- Goal
Every record must be written out once more, with nothing added or omitted.

═══ Supplied data ═══

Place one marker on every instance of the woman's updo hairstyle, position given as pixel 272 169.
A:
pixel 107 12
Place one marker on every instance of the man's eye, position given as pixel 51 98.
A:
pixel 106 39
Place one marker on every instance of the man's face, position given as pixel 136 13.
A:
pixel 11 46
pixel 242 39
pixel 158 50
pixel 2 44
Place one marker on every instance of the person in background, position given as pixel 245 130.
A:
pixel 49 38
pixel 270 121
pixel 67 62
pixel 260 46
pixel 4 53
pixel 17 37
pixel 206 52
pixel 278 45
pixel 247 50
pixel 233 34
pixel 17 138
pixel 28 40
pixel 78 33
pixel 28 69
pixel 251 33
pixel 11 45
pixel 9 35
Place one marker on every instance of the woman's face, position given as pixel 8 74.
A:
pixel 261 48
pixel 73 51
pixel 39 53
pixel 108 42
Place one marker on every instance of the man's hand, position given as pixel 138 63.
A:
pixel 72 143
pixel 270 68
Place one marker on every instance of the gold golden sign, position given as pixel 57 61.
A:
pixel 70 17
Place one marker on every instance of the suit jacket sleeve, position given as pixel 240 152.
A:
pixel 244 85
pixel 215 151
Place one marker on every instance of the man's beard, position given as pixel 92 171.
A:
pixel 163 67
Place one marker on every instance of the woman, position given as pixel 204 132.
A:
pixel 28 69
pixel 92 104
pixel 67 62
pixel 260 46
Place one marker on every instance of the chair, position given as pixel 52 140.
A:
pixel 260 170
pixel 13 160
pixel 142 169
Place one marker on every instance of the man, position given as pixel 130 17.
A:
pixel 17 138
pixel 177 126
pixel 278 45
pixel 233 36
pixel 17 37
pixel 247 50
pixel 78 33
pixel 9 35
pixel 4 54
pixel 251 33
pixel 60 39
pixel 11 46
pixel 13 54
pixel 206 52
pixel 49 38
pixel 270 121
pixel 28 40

═══

- Full answer
Place one marker on every instance of the woman's updo hairstyle, position given as pixel 272 169.
A:
pixel 107 12
Place one marker on every instance of the man's eye, position given as pixel 51 98.
A:
pixel 106 39
Place one marker on every instance of the man's face, position given as pixel 136 13.
A:
pixel 11 46
pixel 242 39
pixel 158 50
pixel 2 44
Place one marker on every instance of the person in background, position given as pixel 245 130.
A:
pixel 49 38
pixel 270 121
pixel 67 62
pixel 260 46
pixel 4 53
pixel 17 37
pixel 206 52
pixel 278 45
pixel 247 50
pixel 233 34
pixel 17 138
pixel 28 40
pixel 78 33
pixel 28 69
pixel 251 33
pixel 11 45
pixel 9 35
Place one marker on every instance of the woman's face, position given as pixel 8 74.
A:
pixel 261 48
pixel 73 51
pixel 39 53
pixel 108 42
Place one marker on every instance of the man's hand, position given as pixel 138 63.
A:
pixel 72 143
pixel 270 68
Place one marker on every instance of the gold golden sign, position given as pixel 57 61.
A:
pixel 70 17
Place one marker on every instance of the suit jacket sleeve, position given as pixel 240 152.
A:
pixel 244 85
pixel 215 151
Place one marker on every instance of the man's beard, position given as pixel 92 171.
A:
pixel 163 67
Place one marker on every instance of the woman, position given as pixel 204 132.
A:
pixel 28 69
pixel 92 104
pixel 67 62
pixel 260 46
Place one marker on every instance of the chair, position given as pixel 52 140.
A:
pixel 260 170
pixel 13 160
pixel 142 169
Place one marker on every instance of the man, position given as pixel 130 17.
A:
pixel 17 138
pixel 177 126
pixel 278 45
pixel 233 36
pixel 17 37
pixel 247 50
pixel 78 33
pixel 9 35
pixel 4 54
pixel 251 33
pixel 60 39
pixel 11 46
pixel 13 54
pixel 206 52
pixel 49 38
pixel 270 121
pixel 28 40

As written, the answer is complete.